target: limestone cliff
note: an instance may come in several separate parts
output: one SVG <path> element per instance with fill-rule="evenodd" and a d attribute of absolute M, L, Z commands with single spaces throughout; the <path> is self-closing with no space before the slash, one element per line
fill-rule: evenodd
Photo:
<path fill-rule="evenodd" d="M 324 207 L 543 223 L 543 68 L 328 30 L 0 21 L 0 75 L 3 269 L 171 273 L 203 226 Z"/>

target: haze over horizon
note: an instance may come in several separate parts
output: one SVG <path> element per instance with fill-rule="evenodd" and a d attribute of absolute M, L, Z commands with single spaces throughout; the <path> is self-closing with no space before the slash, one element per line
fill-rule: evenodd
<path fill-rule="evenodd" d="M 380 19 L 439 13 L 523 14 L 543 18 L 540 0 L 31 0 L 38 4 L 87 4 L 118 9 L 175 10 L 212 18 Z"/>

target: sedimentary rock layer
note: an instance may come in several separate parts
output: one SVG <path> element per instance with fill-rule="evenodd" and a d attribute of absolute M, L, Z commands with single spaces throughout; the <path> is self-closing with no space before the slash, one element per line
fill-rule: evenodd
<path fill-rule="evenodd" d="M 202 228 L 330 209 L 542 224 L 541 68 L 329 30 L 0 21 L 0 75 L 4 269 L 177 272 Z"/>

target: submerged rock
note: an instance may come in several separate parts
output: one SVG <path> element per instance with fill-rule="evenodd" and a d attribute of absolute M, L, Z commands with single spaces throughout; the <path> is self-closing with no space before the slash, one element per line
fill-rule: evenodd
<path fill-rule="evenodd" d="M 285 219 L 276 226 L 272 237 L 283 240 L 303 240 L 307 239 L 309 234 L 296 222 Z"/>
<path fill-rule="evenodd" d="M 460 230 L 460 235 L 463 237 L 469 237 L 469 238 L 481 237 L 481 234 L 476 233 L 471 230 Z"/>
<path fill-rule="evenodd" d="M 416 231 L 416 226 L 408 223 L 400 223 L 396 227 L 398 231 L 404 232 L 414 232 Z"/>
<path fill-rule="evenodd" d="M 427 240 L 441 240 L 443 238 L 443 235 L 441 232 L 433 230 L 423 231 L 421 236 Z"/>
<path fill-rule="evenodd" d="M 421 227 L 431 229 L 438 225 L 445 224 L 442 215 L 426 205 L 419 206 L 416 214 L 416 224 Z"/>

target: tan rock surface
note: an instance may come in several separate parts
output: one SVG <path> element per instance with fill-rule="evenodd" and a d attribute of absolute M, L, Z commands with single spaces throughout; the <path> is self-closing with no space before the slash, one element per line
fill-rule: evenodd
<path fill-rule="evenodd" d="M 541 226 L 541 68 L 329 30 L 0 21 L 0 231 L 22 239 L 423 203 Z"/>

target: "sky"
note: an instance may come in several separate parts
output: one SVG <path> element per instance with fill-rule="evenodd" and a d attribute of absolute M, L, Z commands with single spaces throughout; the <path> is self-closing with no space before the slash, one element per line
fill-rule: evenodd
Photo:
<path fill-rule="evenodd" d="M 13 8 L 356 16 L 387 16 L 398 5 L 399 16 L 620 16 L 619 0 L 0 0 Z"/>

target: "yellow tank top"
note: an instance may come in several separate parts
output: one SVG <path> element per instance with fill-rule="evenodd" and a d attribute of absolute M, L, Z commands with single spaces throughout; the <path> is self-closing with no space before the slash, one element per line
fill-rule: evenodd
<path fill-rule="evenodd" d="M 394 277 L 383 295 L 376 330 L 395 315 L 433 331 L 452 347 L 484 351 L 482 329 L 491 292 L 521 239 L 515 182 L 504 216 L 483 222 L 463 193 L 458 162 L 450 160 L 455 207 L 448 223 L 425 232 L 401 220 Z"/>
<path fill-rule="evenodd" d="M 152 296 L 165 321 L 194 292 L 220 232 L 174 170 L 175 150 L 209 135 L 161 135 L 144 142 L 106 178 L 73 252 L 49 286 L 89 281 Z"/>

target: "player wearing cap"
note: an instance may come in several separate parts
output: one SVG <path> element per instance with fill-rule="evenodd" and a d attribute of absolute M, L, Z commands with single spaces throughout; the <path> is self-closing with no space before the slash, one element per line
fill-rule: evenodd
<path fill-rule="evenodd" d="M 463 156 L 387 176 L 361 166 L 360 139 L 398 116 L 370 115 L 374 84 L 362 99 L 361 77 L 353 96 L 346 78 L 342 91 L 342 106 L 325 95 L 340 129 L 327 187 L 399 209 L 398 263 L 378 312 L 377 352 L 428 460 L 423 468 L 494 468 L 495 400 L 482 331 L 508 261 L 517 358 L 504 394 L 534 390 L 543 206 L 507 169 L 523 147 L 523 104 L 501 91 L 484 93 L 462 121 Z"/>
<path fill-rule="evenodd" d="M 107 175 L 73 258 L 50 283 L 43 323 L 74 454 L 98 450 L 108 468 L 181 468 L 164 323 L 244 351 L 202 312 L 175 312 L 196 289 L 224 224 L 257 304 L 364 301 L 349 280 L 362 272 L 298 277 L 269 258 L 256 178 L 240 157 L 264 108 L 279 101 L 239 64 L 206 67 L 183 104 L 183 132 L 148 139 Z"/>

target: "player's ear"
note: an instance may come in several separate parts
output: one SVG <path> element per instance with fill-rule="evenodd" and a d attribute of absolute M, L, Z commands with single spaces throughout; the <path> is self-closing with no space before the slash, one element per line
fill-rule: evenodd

# # # # #

What this task involves:
Rewrite the listing above as a JSON list of strings, with one string for each line and blank lines omitted.

Problem solution:
[
  "target: limestone cliff",
  "note: an instance may come in several separate parts",
  "output: one SVG <path> element per instance with fill-rule=\"evenodd\" and a d attribute of absolute M, L, Z commands with single spaces throughout; the <path> is self-closing with no space before the slash, one element per line",
  "fill-rule: evenodd",
  "Photo:",
  "<path fill-rule=\"evenodd\" d=\"M 324 207 L 543 223 L 543 68 L 328 30 L 0 21 L 0 75 L 3 269 L 171 273 L 203 226 Z\"/>",
  "target: haze over horizon",
  "note: an instance may come in several separate parts",
  "output: one SVG <path> element per instance with fill-rule=\"evenodd\" and a d attribute of absolute M, L, Z commands with single spaces throughout; the <path> is self-closing with no space before the slash, one element per line",
  "fill-rule: evenodd",
  "<path fill-rule=\"evenodd\" d=\"M 380 19 L 439 13 L 523 14 L 543 18 L 540 0 L 31 0 L 38 4 L 87 4 L 118 9 L 175 10 L 212 18 Z\"/>",
  "target: sedimentary rock layer",
  "note: an instance may come in several separate parts",
  "output: one SVG <path> element per instance with fill-rule=\"evenodd\" and a d attribute of absolute M, L, Z commands with single spaces throughout; the <path> is self-closing with no space before the slash, one element per line",
  "fill-rule: evenodd",
  "<path fill-rule=\"evenodd\" d=\"M 202 228 L 330 209 L 542 224 L 541 68 L 329 30 L 0 21 L 0 75 L 4 269 L 177 272 Z\"/>",
  "target: submerged rock",
  "note: an instance may come in several separate parts",
  "output: one SVG <path> element per instance with fill-rule=\"evenodd\" and a d attribute of absolute M, L, Z commands with single spaces throughout; the <path> is self-closing with no space before the slash, one element per line",
  "fill-rule: evenodd",
  "<path fill-rule=\"evenodd\" d=\"M 285 219 L 276 226 L 272 237 L 283 240 L 303 240 L 307 239 L 309 234 L 296 222 Z\"/>",
  "<path fill-rule=\"evenodd\" d=\"M 460 230 L 460 235 L 463 237 L 469 237 L 469 238 L 481 237 L 481 234 L 476 233 L 471 230 Z\"/>",
  "<path fill-rule=\"evenodd\" d=\"M 416 231 L 416 226 L 408 223 L 400 223 L 396 227 L 398 231 L 404 232 L 414 232 Z\"/>",
  "<path fill-rule=\"evenodd\" d=\"M 427 240 L 441 240 L 443 238 L 443 235 L 441 232 L 433 230 L 423 231 L 421 236 Z\"/>",
  "<path fill-rule=\"evenodd\" d=\"M 421 227 L 431 229 L 438 225 L 445 224 L 442 215 L 426 205 L 419 206 L 416 214 L 416 224 Z\"/>",
  "target: tan rock surface",
  "note: an instance may come in several separate parts",
  "output: one SVG <path> element per instance with fill-rule=\"evenodd\" and a d attribute of absolute M, L, Z commands with single spaces throughout; the <path> is self-closing with no space before the slash, one element per line",
  "fill-rule: evenodd",
  "<path fill-rule=\"evenodd\" d=\"M 541 226 L 541 68 L 329 30 L 0 21 L 0 231 L 22 239 L 423 203 Z\"/>",
  "target: \"sky\"",
  "note: an instance may come in several separate parts",
  "output: one SVG <path> element per instance with fill-rule=\"evenodd\" and a d attribute of absolute M, L, Z commands with single spaces throughout; the <path> is self-closing with no space before the slash, one element per line",
  "fill-rule: evenodd",
  "Photo:",
  "<path fill-rule=\"evenodd\" d=\"M 13 8 L 356 16 L 387 16 L 398 5 L 399 16 L 620 16 L 619 0 L 0 0 Z\"/>",
  "target: \"yellow tank top\"",
  "note: an instance may come in several separate parts",
  "output: one SVG <path> element per instance with fill-rule=\"evenodd\" and a d attribute of absolute M, L, Z commands with single spaces throughout; the <path> is self-closing with no space before the slash, one element per line",
  "fill-rule: evenodd",
  "<path fill-rule=\"evenodd\" d=\"M 394 277 L 383 295 L 376 330 L 395 315 L 433 331 L 452 347 L 484 351 L 482 329 L 491 292 L 521 239 L 515 182 L 504 216 L 483 222 L 463 193 L 458 162 L 450 160 L 455 207 L 448 223 L 425 232 L 401 220 Z\"/>",
  "<path fill-rule=\"evenodd\" d=\"M 152 296 L 165 321 L 194 292 L 220 232 L 174 170 L 175 150 L 209 135 L 161 135 L 144 142 L 106 178 L 73 252 L 49 286 L 89 281 Z\"/>",
  "target: \"player wearing cap\"",
  "note: an instance may come in several separate parts",
  "output: one SVG <path> element per instance with fill-rule=\"evenodd\" and a d attribute of absolute M, L, Z commands with single spaces throughout; the <path> is self-closing with no space before the slash, one element per line",
  "fill-rule: evenodd",
  "<path fill-rule=\"evenodd\" d=\"M 463 156 L 387 176 L 361 166 L 360 139 L 398 116 L 370 115 L 374 84 L 362 99 L 361 77 L 353 96 L 346 78 L 342 91 L 342 106 L 325 95 L 340 129 L 327 187 L 399 209 L 398 263 L 378 312 L 377 352 L 428 460 L 423 468 L 494 468 L 495 400 L 482 331 L 508 261 L 517 358 L 504 394 L 534 390 L 543 206 L 507 169 L 523 147 L 523 104 L 501 91 L 484 93 L 462 121 Z\"/>",
  "<path fill-rule=\"evenodd\" d=\"M 107 175 L 73 258 L 50 283 L 43 323 L 74 454 L 98 450 L 108 468 L 181 468 L 164 323 L 244 351 L 202 312 L 175 312 L 196 289 L 224 224 L 257 304 L 364 301 L 349 280 L 362 272 L 298 277 L 269 258 L 256 178 L 240 157 L 264 108 L 279 101 L 239 64 L 206 67 L 183 104 L 183 132 L 148 139 Z\"/>",
  "target: \"player's ear\"",
  "note: an instance may come in several separate parts",
  "output: one SVG <path> element per instance with fill-rule=\"evenodd\" and a d attribute of absolute M, L, Z commands with single spaces throughout; the <path> is self-closing with no space before the slash, one element per line",
  "fill-rule: evenodd"
]